> _DATA LINES_

□ □ □

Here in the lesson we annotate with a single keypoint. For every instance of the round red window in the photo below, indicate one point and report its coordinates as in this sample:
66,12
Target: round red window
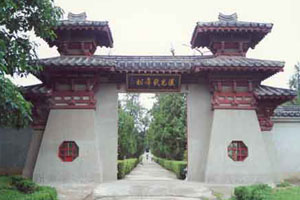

□ □ □

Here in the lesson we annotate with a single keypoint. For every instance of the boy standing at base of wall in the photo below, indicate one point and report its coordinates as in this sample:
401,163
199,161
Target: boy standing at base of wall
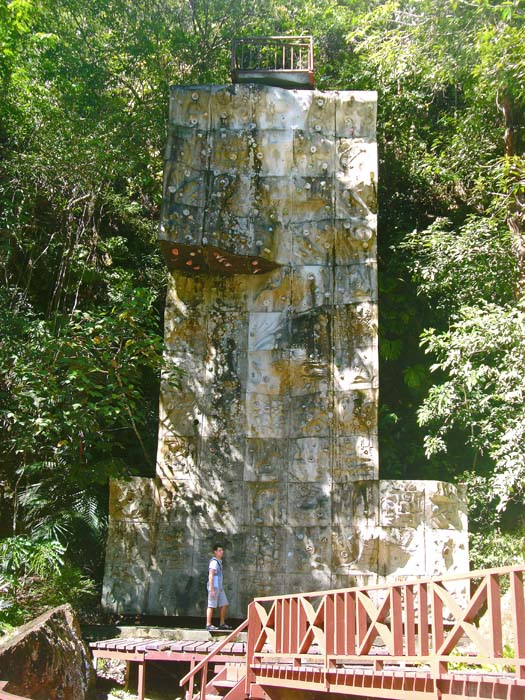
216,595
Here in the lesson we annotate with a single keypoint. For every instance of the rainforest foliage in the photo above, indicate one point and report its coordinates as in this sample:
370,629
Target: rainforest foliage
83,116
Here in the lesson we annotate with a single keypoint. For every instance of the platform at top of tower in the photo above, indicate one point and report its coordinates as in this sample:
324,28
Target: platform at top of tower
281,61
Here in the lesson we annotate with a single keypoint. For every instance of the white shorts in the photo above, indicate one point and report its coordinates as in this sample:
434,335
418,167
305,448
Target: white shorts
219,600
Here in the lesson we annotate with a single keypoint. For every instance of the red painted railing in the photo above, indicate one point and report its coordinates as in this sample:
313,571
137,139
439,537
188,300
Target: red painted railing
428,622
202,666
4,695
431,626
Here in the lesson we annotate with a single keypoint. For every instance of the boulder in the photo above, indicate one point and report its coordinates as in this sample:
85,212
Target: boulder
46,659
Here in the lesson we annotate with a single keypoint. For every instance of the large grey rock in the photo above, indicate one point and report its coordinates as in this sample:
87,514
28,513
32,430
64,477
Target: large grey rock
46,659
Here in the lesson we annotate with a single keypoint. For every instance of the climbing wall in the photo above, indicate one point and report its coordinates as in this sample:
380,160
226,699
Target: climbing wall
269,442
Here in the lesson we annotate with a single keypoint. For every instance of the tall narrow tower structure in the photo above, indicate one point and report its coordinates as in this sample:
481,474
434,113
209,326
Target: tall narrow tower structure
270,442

□ □ □

> _EXERCISE DIRECTIONS_
Please pull out each line of the records above that contains the word "painted", copying every such line in full.

> _SOLUTION_
Here in the lesson we annotate with a single keypoint. For every instance of the red painted railing in the photo above, indicate one point and report its coordinates as in this sample:
Target: red painted railing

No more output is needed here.